## [Directive]
Can you repeat the records below with every "point" switched to "marker" and nothing else changed?

## [Input data]
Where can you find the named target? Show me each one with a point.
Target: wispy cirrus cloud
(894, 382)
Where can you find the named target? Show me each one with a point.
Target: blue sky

## [Solution to this problem]
Where can you find the named target? Show me each one with a marker.
Target: wispy cirrus cloud
(894, 382)
Where can you find the named target? Show me each one with a marker.
Target: blue sky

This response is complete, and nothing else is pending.